### ACTIVITY
Give again every line from the one with "Please pick out the moored" through the last line of the data, exactly, and leave out the lines before it.
======== INFORMATION PROVIDED
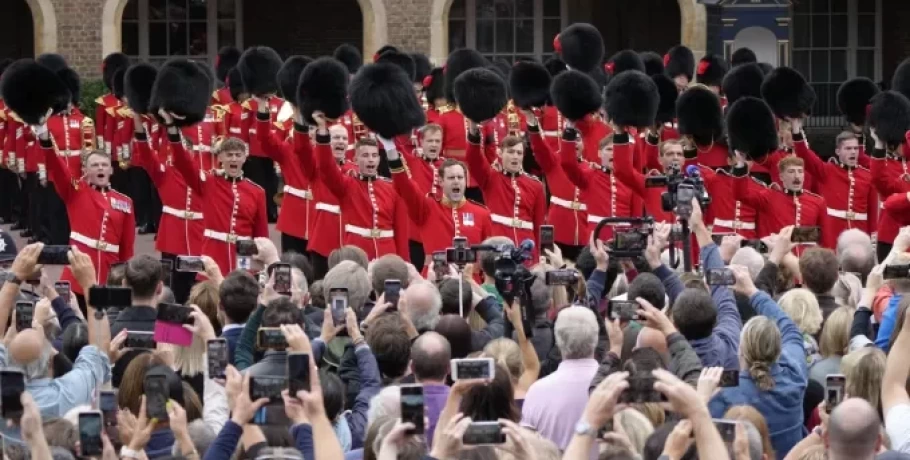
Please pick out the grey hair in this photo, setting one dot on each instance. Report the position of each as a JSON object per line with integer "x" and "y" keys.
{"x": 576, "y": 332}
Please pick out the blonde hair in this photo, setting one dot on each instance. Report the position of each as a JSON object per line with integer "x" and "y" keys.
{"x": 760, "y": 347}
{"x": 802, "y": 307}
{"x": 835, "y": 336}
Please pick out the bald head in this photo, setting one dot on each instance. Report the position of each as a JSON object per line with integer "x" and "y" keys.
{"x": 853, "y": 431}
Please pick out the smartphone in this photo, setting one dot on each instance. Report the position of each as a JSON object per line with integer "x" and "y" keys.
{"x": 90, "y": 426}
{"x": 412, "y": 407}
{"x": 473, "y": 368}
{"x": 25, "y": 312}
{"x": 298, "y": 373}
{"x": 547, "y": 236}
{"x": 720, "y": 277}
{"x": 190, "y": 264}
{"x": 157, "y": 394}
{"x": 140, "y": 340}
{"x": 805, "y": 234}
{"x": 12, "y": 385}
{"x": 271, "y": 338}
{"x": 392, "y": 293}
{"x": 834, "y": 390}
{"x": 217, "y": 357}
{"x": 483, "y": 433}
{"x": 64, "y": 290}
{"x": 282, "y": 274}
{"x": 54, "y": 255}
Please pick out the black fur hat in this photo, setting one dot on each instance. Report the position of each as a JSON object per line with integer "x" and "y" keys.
{"x": 111, "y": 64}
{"x": 227, "y": 59}
{"x": 529, "y": 84}
{"x": 459, "y": 61}
{"x": 751, "y": 128}
{"x": 743, "y": 80}
{"x": 853, "y": 98}
{"x": 183, "y": 88}
{"x": 575, "y": 94}
{"x": 622, "y": 61}
{"x": 581, "y": 46}
{"x": 350, "y": 56}
{"x": 890, "y": 117}
{"x": 422, "y": 66}
{"x": 481, "y": 94}
{"x": 787, "y": 92}
{"x": 382, "y": 96}
{"x": 138, "y": 83}
{"x": 679, "y": 61}
{"x": 259, "y": 68}
{"x": 711, "y": 70}
{"x": 654, "y": 63}
{"x": 29, "y": 89}
{"x": 700, "y": 116}
{"x": 666, "y": 89}
{"x": 632, "y": 99}
{"x": 402, "y": 60}
{"x": 743, "y": 56}
{"x": 323, "y": 86}
{"x": 289, "y": 76}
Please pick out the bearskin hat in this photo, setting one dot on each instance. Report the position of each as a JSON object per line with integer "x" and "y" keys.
{"x": 289, "y": 76}
{"x": 751, "y": 128}
{"x": 622, "y": 61}
{"x": 787, "y": 92}
{"x": 259, "y": 67}
{"x": 699, "y": 115}
{"x": 111, "y": 64}
{"x": 227, "y": 59}
{"x": 890, "y": 117}
{"x": 654, "y": 63}
{"x": 323, "y": 86}
{"x": 422, "y": 66}
{"x": 382, "y": 96}
{"x": 480, "y": 94}
{"x": 666, "y": 89}
{"x": 30, "y": 89}
{"x": 743, "y": 80}
{"x": 575, "y": 94}
{"x": 529, "y": 84}
{"x": 632, "y": 99}
{"x": 581, "y": 46}
{"x": 459, "y": 61}
{"x": 853, "y": 98}
{"x": 402, "y": 60}
{"x": 679, "y": 61}
{"x": 743, "y": 56}
{"x": 138, "y": 83}
{"x": 350, "y": 56}
{"x": 182, "y": 88}
{"x": 711, "y": 70}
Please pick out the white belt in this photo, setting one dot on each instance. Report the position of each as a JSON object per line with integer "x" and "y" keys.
{"x": 332, "y": 208}
{"x": 512, "y": 222}
{"x": 738, "y": 225}
{"x": 226, "y": 237}
{"x": 95, "y": 244}
{"x": 299, "y": 193}
{"x": 573, "y": 205}
{"x": 181, "y": 214}
{"x": 369, "y": 232}
{"x": 847, "y": 215}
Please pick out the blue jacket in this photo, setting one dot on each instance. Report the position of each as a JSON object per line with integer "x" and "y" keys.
{"x": 782, "y": 405}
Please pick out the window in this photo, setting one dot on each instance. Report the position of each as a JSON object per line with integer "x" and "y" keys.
{"x": 833, "y": 41}
{"x": 156, "y": 30}
{"x": 506, "y": 29}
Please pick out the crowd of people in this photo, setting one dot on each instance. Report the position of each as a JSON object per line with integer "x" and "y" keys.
{"x": 641, "y": 259}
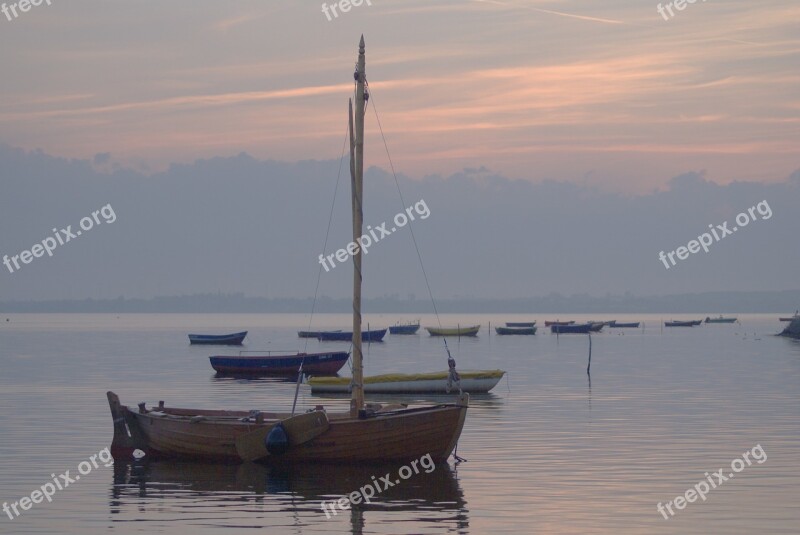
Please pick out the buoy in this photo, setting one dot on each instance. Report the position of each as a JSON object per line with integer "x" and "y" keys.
{"x": 277, "y": 441}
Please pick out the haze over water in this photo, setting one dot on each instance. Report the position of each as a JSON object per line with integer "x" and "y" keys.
{"x": 547, "y": 451}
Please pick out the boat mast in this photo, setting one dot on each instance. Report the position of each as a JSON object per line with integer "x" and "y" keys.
{"x": 357, "y": 170}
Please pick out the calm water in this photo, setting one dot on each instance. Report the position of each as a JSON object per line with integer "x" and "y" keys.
{"x": 548, "y": 451}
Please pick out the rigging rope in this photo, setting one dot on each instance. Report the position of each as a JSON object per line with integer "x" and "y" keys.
{"x": 410, "y": 226}
{"x": 327, "y": 234}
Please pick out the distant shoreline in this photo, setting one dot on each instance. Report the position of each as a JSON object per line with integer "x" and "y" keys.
{"x": 781, "y": 302}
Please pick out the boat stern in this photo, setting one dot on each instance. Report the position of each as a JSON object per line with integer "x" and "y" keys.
{"x": 127, "y": 436}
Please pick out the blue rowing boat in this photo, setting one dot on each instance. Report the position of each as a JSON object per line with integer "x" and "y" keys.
{"x": 267, "y": 364}
{"x": 580, "y": 328}
{"x": 234, "y": 339}
{"x": 375, "y": 335}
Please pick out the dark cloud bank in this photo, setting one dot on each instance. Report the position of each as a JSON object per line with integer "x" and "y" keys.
{"x": 242, "y": 226}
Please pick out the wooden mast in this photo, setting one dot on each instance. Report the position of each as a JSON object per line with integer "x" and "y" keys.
{"x": 357, "y": 396}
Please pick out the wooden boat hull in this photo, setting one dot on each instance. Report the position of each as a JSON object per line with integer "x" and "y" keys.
{"x": 721, "y": 320}
{"x": 454, "y": 331}
{"x": 328, "y": 363}
{"x": 393, "y": 436}
{"x": 682, "y": 323}
{"x": 375, "y": 335}
{"x": 473, "y": 382}
{"x": 515, "y": 330}
{"x": 404, "y": 329}
{"x": 311, "y": 334}
{"x": 583, "y": 328}
{"x": 234, "y": 339}
{"x": 551, "y": 323}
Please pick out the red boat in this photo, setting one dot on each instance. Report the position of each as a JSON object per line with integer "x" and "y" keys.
{"x": 561, "y": 323}
{"x": 328, "y": 363}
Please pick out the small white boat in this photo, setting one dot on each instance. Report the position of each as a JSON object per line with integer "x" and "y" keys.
{"x": 480, "y": 381}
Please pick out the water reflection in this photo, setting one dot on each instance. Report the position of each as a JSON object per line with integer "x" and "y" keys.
{"x": 250, "y": 494}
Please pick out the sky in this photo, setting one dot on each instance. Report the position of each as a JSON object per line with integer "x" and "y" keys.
{"x": 603, "y": 93}
{"x": 559, "y": 145}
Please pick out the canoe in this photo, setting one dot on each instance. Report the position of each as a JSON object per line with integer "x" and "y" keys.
{"x": 515, "y": 330}
{"x": 691, "y": 323}
{"x": 409, "y": 328}
{"x": 328, "y": 363}
{"x": 310, "y": 334}
{"x": 401, "y": 383}
{"x": 720, "y": 319}
{"x": 454, "y": 331}
{"x": 375, "y": 335}
{"x": 582, "y": 328}
{"x": 234, "y": 339}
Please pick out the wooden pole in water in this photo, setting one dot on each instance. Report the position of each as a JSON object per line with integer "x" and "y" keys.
{"x": 589, "y": 367}
{"x": 357, "y": 169}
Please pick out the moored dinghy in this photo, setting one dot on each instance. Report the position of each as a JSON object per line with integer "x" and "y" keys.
{"x": 375, "y": 335}
{"x": 580, "y": 328}
{"x": 406, "y": 328}
{"x": 363, "y": 434}
{"x": 454, "y": 331}
{"x": 234, "y": 339}
{"x": 515, "y": 330}
{"x": 270, "y": 364}
{"x": 473, "y": 382}
{"x": 720, "y": 319}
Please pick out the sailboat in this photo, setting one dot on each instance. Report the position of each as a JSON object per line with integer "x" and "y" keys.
{"x": 367, "y": 433}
================
### SOLUTION TO THE EXERCISE
Please pick out the moored dinghy in this photo, setting one dot on each instance. Report the position of each as a JSON object per line with integer "x" and "y" keys.
{"x": 375, "y": 335}
{"x": 580, "y": 328}
{"x": 406, "y": 328}
{"x": 363, "y": 434}
{"x": 454, "y": 331}
{"x": 234, "y": 339}
{"x": 515, "y": 330}
{"x": 270, "y": 364}
{"x": 473, "y": 382}
{"x": 720, "y": 319}
Please pick out the sailboat in this photo, setting one dot on each instance. Report the position of each as a JSON object per line with integer "x" and "y" keys.
{"x": 367, "y": 433}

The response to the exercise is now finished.